→ TO BE DONE
Count how many lines in the rows below contain the word "trimmed", with case counting, and give only that number.

→ SOURCE RECORDS
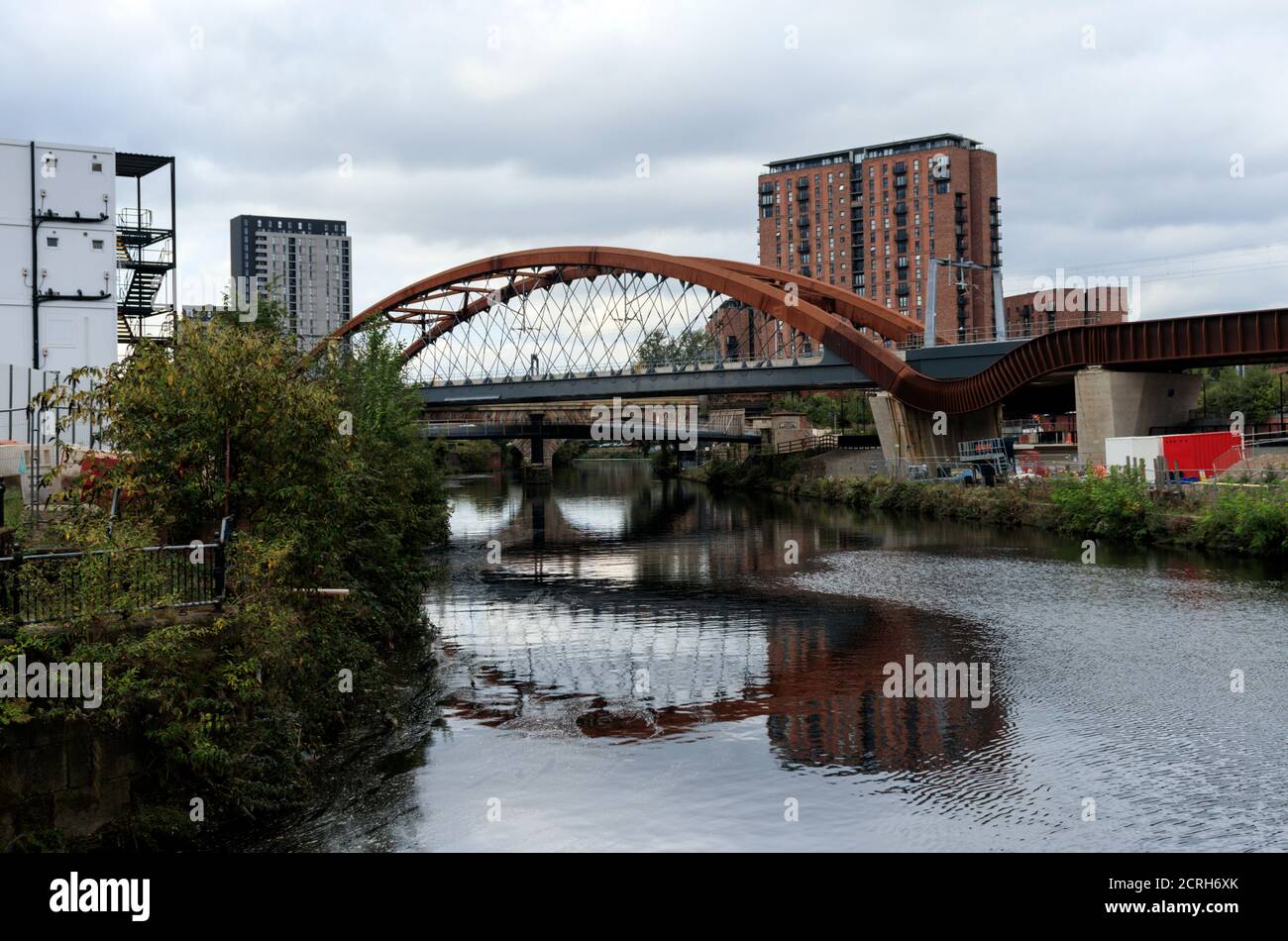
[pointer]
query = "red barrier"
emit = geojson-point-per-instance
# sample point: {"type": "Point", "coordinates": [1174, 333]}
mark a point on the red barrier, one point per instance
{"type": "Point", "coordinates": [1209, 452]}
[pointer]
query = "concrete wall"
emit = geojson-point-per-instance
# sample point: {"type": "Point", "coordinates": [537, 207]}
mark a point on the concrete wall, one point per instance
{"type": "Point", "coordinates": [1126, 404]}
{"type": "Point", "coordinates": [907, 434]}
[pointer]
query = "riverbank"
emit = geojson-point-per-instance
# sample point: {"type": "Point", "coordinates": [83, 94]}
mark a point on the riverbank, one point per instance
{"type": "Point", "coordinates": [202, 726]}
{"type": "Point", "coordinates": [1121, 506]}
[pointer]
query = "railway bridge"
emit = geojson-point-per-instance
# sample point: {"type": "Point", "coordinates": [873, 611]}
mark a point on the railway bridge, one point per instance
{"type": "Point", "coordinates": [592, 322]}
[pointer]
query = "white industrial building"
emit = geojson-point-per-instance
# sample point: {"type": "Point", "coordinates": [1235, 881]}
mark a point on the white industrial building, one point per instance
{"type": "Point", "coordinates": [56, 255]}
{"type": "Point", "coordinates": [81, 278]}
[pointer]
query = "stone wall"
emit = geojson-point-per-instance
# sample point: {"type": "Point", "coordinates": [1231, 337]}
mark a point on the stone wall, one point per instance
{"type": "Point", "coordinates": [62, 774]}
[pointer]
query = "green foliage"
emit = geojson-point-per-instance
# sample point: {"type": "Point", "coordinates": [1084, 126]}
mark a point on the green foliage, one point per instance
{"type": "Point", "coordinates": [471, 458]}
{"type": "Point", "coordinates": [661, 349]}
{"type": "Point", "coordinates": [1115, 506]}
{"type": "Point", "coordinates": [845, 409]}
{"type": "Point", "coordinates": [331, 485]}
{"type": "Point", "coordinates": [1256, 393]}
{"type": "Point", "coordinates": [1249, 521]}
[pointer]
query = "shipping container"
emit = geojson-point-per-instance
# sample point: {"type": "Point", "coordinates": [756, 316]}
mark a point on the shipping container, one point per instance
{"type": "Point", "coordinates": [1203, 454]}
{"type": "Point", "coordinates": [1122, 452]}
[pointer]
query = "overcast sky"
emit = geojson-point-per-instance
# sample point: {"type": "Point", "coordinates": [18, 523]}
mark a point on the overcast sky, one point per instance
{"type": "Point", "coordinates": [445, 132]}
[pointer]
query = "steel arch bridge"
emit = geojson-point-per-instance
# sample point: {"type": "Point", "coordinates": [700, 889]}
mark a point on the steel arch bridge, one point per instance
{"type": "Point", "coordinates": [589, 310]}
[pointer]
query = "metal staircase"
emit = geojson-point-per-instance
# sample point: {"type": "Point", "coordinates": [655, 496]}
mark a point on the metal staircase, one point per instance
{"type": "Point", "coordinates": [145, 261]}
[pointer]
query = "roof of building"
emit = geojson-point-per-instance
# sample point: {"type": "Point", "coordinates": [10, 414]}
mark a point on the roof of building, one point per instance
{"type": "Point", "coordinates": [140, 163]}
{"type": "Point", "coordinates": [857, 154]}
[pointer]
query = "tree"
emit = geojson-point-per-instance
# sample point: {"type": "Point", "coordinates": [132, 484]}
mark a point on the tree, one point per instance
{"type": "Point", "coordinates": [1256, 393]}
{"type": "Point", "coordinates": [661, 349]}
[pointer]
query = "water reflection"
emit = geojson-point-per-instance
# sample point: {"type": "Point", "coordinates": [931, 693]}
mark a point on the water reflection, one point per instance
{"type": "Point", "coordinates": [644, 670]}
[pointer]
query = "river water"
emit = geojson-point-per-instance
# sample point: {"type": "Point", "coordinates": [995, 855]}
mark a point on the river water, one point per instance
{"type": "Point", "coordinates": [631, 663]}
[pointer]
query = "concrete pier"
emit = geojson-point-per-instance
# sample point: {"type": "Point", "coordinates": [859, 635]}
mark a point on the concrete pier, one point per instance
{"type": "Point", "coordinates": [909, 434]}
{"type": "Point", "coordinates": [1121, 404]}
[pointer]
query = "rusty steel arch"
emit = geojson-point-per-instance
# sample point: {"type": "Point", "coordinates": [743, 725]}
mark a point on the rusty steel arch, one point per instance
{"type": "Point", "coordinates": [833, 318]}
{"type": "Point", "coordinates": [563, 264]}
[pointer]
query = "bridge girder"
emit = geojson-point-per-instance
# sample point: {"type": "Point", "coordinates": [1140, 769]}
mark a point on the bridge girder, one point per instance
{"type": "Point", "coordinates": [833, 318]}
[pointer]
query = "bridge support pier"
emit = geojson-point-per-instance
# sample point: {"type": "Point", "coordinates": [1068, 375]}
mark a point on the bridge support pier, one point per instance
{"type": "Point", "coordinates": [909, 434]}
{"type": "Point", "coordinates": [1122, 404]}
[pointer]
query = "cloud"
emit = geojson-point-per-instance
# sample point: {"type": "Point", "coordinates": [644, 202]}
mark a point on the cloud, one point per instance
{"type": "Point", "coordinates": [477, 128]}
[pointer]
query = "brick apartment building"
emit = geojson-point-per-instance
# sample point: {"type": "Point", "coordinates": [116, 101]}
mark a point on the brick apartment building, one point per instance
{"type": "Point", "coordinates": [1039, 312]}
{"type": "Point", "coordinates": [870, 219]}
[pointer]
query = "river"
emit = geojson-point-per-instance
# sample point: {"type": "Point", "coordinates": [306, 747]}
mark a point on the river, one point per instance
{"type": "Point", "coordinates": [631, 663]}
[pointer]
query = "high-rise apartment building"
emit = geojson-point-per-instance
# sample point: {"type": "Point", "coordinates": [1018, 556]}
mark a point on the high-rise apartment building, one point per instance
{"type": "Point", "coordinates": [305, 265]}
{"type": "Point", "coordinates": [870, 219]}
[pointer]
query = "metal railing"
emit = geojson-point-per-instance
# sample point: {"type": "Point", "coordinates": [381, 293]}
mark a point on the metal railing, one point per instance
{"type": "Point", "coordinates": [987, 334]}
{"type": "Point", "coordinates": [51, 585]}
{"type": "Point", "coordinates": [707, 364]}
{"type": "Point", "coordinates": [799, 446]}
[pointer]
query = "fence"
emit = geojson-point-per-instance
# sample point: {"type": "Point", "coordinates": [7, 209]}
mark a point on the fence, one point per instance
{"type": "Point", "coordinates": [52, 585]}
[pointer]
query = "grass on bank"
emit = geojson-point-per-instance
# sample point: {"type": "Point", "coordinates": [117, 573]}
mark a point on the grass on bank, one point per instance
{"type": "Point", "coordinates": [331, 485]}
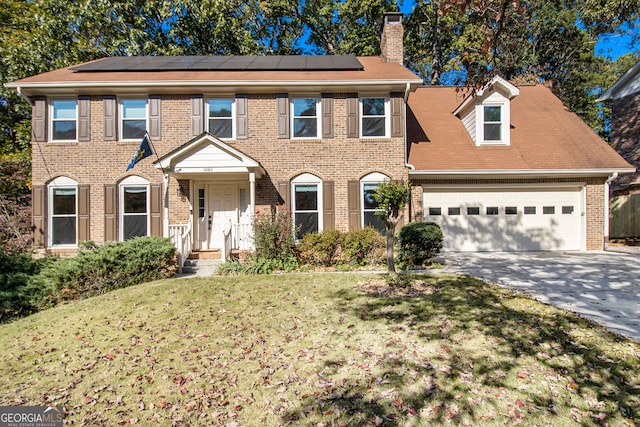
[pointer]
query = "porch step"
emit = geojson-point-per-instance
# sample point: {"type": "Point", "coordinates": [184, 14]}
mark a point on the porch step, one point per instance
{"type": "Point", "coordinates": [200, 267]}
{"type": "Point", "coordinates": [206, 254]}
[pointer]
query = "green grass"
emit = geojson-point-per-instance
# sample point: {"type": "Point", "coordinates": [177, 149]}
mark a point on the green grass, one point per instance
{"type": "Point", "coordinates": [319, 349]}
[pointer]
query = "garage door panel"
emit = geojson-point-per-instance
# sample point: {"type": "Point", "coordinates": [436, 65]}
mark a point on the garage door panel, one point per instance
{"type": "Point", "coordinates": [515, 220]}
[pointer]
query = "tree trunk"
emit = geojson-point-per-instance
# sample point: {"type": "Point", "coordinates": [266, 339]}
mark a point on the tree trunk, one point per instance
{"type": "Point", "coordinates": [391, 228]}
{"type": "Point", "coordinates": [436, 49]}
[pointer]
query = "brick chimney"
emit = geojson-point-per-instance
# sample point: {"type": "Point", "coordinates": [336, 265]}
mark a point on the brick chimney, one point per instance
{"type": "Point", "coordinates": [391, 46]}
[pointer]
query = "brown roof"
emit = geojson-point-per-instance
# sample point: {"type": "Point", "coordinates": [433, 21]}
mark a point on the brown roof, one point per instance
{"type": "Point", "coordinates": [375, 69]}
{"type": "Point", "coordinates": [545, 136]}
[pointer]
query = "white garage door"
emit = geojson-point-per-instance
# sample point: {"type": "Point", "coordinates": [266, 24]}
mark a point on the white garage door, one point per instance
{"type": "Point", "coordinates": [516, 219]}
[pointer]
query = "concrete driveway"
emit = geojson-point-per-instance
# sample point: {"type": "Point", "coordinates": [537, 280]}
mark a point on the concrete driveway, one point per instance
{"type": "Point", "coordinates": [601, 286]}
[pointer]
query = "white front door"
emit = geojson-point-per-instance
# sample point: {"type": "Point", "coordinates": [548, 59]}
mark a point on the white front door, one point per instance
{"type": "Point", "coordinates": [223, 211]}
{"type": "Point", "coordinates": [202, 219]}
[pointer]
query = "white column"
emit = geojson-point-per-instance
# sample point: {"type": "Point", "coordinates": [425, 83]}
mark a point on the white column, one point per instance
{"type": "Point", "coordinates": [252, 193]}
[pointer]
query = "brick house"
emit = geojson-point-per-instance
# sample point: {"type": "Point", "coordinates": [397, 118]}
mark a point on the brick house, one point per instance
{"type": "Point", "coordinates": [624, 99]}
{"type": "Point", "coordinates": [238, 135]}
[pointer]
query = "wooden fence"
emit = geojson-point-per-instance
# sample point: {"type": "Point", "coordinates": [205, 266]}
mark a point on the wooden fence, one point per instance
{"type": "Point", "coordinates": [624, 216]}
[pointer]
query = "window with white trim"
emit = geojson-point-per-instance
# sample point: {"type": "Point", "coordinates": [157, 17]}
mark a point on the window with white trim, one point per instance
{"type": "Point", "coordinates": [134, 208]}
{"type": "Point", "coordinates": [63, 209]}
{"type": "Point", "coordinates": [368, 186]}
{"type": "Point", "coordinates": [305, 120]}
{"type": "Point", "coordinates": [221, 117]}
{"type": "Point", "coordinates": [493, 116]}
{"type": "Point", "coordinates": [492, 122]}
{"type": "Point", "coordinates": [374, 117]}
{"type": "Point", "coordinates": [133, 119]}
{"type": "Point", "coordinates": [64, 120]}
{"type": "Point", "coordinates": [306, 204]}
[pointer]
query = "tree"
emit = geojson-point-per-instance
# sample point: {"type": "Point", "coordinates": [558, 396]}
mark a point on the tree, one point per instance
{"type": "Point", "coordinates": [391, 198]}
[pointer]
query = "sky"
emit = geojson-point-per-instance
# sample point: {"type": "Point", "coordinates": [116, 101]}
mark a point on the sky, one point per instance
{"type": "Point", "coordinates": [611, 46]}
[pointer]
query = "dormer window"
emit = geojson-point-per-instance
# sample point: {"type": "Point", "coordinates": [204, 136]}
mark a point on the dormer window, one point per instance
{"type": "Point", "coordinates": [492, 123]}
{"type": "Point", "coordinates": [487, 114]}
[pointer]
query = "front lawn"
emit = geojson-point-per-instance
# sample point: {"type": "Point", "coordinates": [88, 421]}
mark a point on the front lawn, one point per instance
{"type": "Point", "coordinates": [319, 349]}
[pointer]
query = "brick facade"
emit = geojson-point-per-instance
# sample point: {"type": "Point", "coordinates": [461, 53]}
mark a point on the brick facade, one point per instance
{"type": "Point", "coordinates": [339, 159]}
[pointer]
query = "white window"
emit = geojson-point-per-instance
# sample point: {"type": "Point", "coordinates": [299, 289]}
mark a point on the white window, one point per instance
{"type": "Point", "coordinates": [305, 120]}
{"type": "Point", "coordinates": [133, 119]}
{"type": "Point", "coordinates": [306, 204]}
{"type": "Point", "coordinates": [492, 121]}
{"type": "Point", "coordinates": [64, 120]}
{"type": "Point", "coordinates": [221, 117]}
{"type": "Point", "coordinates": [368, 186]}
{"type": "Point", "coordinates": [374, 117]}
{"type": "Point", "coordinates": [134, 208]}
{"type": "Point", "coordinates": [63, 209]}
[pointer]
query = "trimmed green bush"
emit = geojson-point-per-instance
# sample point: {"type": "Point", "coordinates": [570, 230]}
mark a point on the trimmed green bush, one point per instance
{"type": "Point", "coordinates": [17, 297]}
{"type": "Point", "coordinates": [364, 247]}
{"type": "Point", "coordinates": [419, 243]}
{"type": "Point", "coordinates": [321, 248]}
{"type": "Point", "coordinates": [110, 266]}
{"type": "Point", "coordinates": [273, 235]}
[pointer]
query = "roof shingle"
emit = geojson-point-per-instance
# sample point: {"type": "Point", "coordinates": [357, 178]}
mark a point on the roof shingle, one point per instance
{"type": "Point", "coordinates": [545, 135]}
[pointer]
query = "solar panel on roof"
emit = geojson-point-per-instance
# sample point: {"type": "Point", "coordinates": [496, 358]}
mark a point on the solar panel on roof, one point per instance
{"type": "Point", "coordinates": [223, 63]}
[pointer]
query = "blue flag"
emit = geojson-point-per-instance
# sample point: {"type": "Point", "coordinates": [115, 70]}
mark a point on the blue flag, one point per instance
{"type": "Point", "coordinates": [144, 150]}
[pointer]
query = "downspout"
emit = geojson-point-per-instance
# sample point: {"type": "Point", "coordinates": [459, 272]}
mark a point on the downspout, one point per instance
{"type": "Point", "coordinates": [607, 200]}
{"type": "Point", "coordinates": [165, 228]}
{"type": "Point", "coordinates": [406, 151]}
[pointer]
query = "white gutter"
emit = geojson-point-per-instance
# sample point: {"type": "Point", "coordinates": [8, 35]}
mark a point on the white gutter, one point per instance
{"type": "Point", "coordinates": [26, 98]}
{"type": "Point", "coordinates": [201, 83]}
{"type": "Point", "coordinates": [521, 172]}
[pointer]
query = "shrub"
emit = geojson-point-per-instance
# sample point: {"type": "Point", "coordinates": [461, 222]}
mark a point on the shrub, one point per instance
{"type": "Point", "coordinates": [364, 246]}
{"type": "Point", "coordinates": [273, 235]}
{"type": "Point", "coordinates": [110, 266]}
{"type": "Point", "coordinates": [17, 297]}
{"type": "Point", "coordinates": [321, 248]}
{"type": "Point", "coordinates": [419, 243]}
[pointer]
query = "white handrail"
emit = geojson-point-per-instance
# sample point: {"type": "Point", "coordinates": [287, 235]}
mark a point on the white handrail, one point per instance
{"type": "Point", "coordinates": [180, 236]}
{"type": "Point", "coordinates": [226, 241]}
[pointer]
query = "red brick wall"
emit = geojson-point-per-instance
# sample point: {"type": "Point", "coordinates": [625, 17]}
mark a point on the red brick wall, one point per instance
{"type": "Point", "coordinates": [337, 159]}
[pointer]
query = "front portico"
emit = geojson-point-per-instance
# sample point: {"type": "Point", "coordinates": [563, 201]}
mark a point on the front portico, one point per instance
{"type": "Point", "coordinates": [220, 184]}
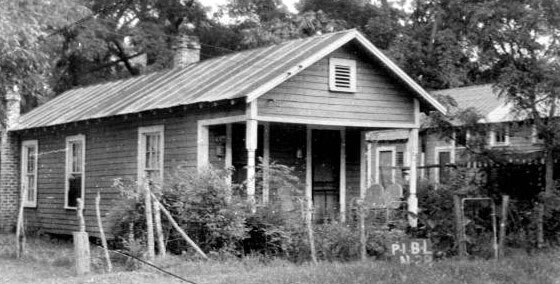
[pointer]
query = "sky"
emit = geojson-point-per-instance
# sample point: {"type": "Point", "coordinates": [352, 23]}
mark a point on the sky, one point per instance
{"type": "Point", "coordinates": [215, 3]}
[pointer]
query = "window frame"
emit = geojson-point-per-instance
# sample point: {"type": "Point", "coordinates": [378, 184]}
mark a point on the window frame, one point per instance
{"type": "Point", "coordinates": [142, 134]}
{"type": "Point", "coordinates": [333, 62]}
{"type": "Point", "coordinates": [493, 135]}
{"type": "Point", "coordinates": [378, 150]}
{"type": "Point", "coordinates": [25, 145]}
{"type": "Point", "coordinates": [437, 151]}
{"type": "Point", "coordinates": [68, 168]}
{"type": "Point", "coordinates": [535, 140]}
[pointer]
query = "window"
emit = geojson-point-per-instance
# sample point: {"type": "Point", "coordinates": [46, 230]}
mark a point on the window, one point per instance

→ COMPLETE RESPONSE
2